## Problem to work on
Although the records contain pictures, only their text should be repeated, exactly as it stands.

[Dataset records]
━━━━━━━━

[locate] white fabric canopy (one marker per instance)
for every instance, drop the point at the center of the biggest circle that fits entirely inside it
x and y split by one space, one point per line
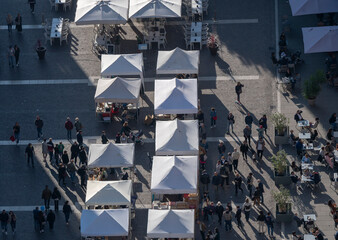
174 174
177 61
177 137
304 7
111 155
118 90
90 12
122 65
171 223
320 39
108 193
102 223
155 8
176 96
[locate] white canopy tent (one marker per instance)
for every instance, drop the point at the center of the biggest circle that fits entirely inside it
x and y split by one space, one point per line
176 96
174 174
177 137
118 90
111 155
171 223
105 223
108 193
304 7
320 39
155 8
122 65
177 61
89 12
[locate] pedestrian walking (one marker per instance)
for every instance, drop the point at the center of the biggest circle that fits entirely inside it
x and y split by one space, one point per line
69 126
79 137
29 152
247 134
18 23
71 168
104 138
261 222
238 183
39 125
248 120
9 21
62 174
238 90
219 211
51 219
16 55
263 121
16 132
77 124
227 219
32 5
46 195
249 183
261 190
12 221
247 209
56 196
213 118
50 147
67 211
244 148
238 216
231 122
4 218
11 56
74 151
269 223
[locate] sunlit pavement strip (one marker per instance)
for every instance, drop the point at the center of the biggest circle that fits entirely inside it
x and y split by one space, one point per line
97 139
218 22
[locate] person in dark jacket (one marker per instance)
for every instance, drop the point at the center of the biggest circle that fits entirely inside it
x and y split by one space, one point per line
51 219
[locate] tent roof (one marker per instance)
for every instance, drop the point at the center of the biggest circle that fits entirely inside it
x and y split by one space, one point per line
111 155
177 61
112 222
304 7
174 174
320 39
176 96
177 137
118 90
171 223
155 8
121 65
108 192
90 12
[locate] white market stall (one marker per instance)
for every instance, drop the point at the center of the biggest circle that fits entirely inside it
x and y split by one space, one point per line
320 39
111 155
105 223
111 193
176 96
178 61
177 137
116 90
171 224
89 12
304 7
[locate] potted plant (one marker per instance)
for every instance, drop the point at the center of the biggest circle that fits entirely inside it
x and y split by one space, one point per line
281 168
283 205
212 45
312 86
281 122
40 50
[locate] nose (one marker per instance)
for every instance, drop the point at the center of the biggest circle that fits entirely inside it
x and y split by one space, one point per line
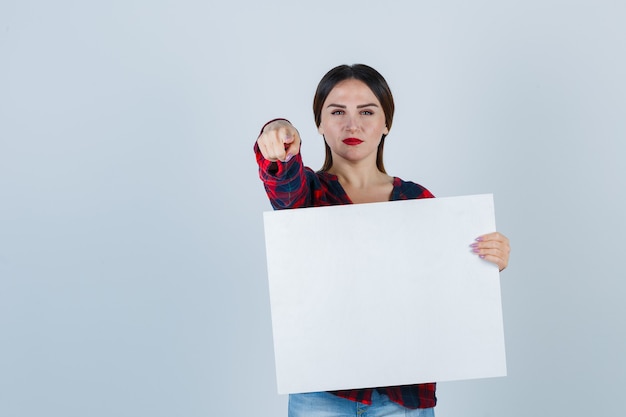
352 125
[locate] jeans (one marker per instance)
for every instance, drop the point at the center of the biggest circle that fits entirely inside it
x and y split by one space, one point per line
324 404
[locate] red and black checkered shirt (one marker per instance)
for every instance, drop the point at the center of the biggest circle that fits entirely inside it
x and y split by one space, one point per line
292 185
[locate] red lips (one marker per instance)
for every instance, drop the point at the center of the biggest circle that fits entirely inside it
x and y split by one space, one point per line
352 141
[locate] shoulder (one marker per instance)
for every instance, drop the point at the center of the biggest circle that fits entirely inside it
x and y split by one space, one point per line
406 190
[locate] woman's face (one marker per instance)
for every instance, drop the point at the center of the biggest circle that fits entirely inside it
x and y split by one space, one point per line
353 122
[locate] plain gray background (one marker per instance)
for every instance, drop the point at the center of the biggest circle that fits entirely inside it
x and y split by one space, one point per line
132 263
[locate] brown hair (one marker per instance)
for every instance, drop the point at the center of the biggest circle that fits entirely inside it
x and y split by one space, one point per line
374 81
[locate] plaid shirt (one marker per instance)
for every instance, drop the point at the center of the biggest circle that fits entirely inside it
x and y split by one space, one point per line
291 185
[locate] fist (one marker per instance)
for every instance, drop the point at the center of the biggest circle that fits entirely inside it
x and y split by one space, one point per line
279 141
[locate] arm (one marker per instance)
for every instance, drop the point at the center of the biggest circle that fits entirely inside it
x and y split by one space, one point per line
277 152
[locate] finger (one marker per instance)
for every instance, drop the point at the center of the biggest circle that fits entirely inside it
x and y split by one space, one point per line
271 147
496 260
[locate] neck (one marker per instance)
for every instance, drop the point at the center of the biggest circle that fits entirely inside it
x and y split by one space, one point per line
362 174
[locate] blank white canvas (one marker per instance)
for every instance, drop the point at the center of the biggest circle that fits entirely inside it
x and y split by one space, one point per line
383 294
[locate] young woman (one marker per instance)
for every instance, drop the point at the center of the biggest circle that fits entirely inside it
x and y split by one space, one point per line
353 109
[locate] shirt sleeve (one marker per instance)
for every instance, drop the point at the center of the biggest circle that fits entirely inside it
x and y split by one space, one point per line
285 182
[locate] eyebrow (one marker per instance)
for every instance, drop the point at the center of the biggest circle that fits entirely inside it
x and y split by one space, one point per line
360 106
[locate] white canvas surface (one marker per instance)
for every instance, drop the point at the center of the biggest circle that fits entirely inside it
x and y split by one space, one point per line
383 294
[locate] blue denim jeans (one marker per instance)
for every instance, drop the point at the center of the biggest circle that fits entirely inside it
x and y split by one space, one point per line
324 404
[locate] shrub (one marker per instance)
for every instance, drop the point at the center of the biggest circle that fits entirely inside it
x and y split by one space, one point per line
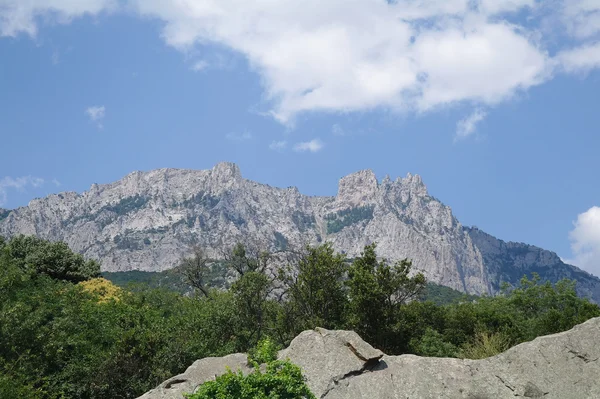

━━━━━━━━

## Solution
[locate] white fabric canopy (one marker per instance)
for every instance, drop the point at the center of the biggest circle that fits entirely inside it
x and y split by one space, one point per line
174 174
177 61
177 137
304 7
111 155
118 90
90 12
122 65
171 223
320 39
108 193
102 223
155 8
176 96
[locate] white canopy tent (one marker per instance)
for every instance, drop the point at the center of the biggest circle that fits entirely inside it
x and y split by one space, one point per line
176 96
174 174
177 137
118 90
111 155
171 223
105 223
108 193
304 7
320 39
155 8
122 65
177 61
89 12
[locate] pedestrian walking (one marker per instance)
for every instance, drop the point at the center of the biggest circle that fits entirely inside it
x and y split by one space, one point per line
69 126
79 137
29 152
247 134
18 23
71 168
104 138
261 222
238 183
39 125
248 120
9 21
62 174
238 90
219 211
51 219
16 55
263 121
16 132
77 124
227 219
32 5
46 195
249 183
261 190
12 221
247 209
56 196
213 118
50 147
67 211
244 148
238 216
231 122
4 218
11 56
74 151
269 223
[locate] sunlit pavement strip (one marker per instance)
for every instance, drop the point at the center of the biggest circle that fits entirely inside it
x and y split by one space, one point per line
97 139
218 22
[locate] person in dark jacket (one marker per instance)
for every instance, drop the point at the center of the biggest circle that fits entirely inside it
x and y split by one space, one point per line
51 219
[locate] tent roof (one marker per instance)
for every instance, drop the point at the center of the biggest circle that fits entirely inside it
x and y split by one space, one point per line
111 155
177 61
112 222
304 7
174 174
320 39
176 96
177 137
118 90
171 223
155 8
121 65
108 192
90 12
[locate] white market stall (one marker per instance)
for every instance, drop the point at the center of the biggest circle that fits entirely inside it
x and y split by one space, one point per line
320 39
111 155
105 223
111 193
176 96
178 61
177 137
116 90
171 224
89 12
304 7
[locate] potted plant (one marker per instance)
for every instance, drop the point at the center of the biggest circle that fits entirely inside it
x and y split by one space, one point per line
281 168
283 205
212 45
312 86
281 122
40 50
[locate] nose (one marker per instance)
for every instance, drop the point at the center of the biggest circle that fits entirely inside it
x and y split by one space, one point per line
352 125
[locate] jeans (one marker per instance)
for every instance, drop the point at the center of the biggest circle that fits entirely inside it
x and y split by one space, one point per line
324 404
[locate] red and black checkered shirt (one marker per instance)
for every instance, drop the point at the center of the biggest circle that fits entirely inside it
x and y split by one space, one point per line
292 185
[locate] red lips (one marker per instance)
for every instance, drop the point at the center of the biggest circle that fits entirely inside it
x and y split by one space, one point per line
352 141
[locate] shoulder (one marker per instance)
for every instance, drop the point at the center of the biggest circle that fits entirely inside it
x and y split by one space, one point per line
406 190
[locate] woman's face (one marker per instance)
for every instance, drop the point at the center of the biggest circle that fits entirely inside it
x and y split by one space, one point per line
353 122
[locate] plain gray background (one marker per instance)
for every instance, drop the point at the center of the biggest circle that fits entirely inside it
x and y split by one space, one point per line
132 263
[locate] brown hair (one marker per instance)
for every instance, drop the point at the center of the biggest circle that fits entirely inside it
x and y split by one space, one point per line
374 81
[locate] plaid shirt (one marker per instance)
for every instance, drop the point at the center of the biggest circle that fits entirely inside it
x and y split by one space, one point per line
291 185
[locate] fist (one marker per instance)
for every instance, drop the point at the center of the biggest circle that fits entirely inside it
x and y split by one space, one point per line
279 141
[locate] arm (one marker per instance)
for every instance, drop the point at the center of the biggest circle that fits entirely inside it
x and y split by one space, one point per line
277 152
[locate] finger (one marker per instance)
for every instance, drop the point at the center of the biggest circle that fits entirely inside it
x and y split by one space, one point per line
271 147
496 260
[locate] neck (one marker per instance)
for every instance, drop the point at the center of the biggest circle that fits entirely inside it
x and y split by one space, one point per line
362 174
[locate] blank white canvas (one marker per instance)
for every instance, drop the point at the center of the biggest circle that fits entirely inside it
x and y split by one space, one point per line
383 294
[locate] young woman (one marker per instance)
for every instance, drop the point at the center of the biggest circle that fits entirely inside it
x and y split by one space, one point per line
353 109
[locate] shirt sleeve (one marker per instance)
for every instance, drop the point at the center of the biggest circle that fits entirely inside it
x and y split by one space, one point per line
285 182
[locate] eyebrow (one marker per instance)
for every instance, drop the point at the center of the biggest circle that fits entirely inside it
x and y split by one space, one point per line
360 106
[locate] white canvas surface (one marker per instance)
for every instance, drop the point at the center of the biggest circle that fits entirely inside it
x and y split by one space, one point per line
383 294
[locate] blue denim jeans (one marker per instance)
for every instance, drop the point at the center of the biggest circle that fits entirely inside it
x and y split by one space, one point per line
324 404
[locate] shrub (one marker per instance)
for every instance, drop the point at the center of the biggest circle that fits entirely inside it
x and y split by one space, one point per line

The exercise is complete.